----- GIVEN TEXT

It’s week eight? nine? of lockdown. I’m running out of stuff to read, stuff to watch, and I’m really missing my partner, who is quarantined with his family in India. We’re not sure when he’ll be able to come home.
I’m also not sure when we will be able to go and visit my mom and dad properly again, as they are in their 80s and my father is a lung cancer survivor.
I’m alone, then, and feeling it really hard now. It’s been 71 days since another human being hugged me.
I found normalcy and solace riding my bicycle, for a while. I felt antsy about the possibility of an accident that would leave me stranded, but I was adamant I’d continue to ride nevertheless, for my own mental health. Then, a routine tune-up revealed a crack in my bike’s carbon fork, and we were benched for three weeks while waiting for the replacement part.
Meanwhile, Spring began springing up around me. I took my mind off the bike thing by focusing as much as possible on my garden, staining the fence, repainting the porch railing. But then the wind shifted, the skies greyed, and snow (??!!) flew through the air yesterday morning.
I retreated inside, into my head.
Many of us are struggling with the lurching feelings of lockdown; Susan has written beautifully about that experience here. My own sense of balance has been challenged hard, and I’ve found it so important to continue, via Zoom, with my psychotherapy. I’ve made some important breakthroughs (apparently, therapy based in my own dining room REALLY works, who knew?), and I’ve been thinking about how a lack of control over some aspects of my life in the Time Before parallels my queasy feelings right now.
I’ve also realized, as a result, how important it is to find some ownership over my experience of lockdown.
This ownership isn’t the same as control – controlling this situation is impossible and it’s a fool’s errand to try. Rather, owning this experience – partially, provisionally, imperfectly – for me means crafting a lockdown story for myself that makes me feel again like the proud, strong and powerful woman I know I am.

----------
----- PROVIDED MATERIAL

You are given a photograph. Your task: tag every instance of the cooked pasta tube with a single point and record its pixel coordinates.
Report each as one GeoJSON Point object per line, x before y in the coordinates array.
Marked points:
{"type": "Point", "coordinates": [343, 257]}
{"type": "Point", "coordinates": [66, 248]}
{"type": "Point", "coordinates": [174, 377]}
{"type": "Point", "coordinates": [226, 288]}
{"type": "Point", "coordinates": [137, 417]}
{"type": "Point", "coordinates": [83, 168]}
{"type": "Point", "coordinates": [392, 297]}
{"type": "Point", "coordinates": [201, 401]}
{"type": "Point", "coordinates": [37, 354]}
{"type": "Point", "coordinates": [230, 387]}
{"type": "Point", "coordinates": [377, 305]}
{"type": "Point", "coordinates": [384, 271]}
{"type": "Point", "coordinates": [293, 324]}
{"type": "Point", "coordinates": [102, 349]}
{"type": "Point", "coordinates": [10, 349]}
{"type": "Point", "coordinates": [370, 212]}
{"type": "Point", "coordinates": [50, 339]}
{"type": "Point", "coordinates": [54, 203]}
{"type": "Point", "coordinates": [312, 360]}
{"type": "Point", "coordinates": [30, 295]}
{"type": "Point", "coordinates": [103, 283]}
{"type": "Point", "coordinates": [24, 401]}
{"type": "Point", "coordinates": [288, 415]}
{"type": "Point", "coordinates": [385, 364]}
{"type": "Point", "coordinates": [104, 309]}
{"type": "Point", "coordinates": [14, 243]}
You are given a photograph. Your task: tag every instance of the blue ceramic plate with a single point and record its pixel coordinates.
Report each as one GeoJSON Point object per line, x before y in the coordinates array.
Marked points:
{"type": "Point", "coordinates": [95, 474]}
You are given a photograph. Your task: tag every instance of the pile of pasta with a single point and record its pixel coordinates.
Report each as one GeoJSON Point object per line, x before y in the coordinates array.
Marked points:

----------

## TASK LIST
1. In the lockdown text, what did the routine tune-up of the bicycle reveal?
2. Print the portion of the lockdown text starting with "Many of us are" and going on through "feelings right now.".
These entries have no connection to the lockdown text.

## RESPONSES TO THE EXERCISE
1. It revealed a crack in the bike's carbon fork.

2.
Many of us are struggling with the lurching feelings of lockdown; Susan has written beautifully about that experience here. My own sense of balance has been challenged hard, and I’ve found it so important to continue, via Zoom, with my psychotherapy. I’ve made some important breakthroughs (apparently, therapy based in my own dining room REALLY works, who knew?), and I’ve been thinking about how a lack of control over some aspects of my life in the Time Before parallels my queasy feelings right now.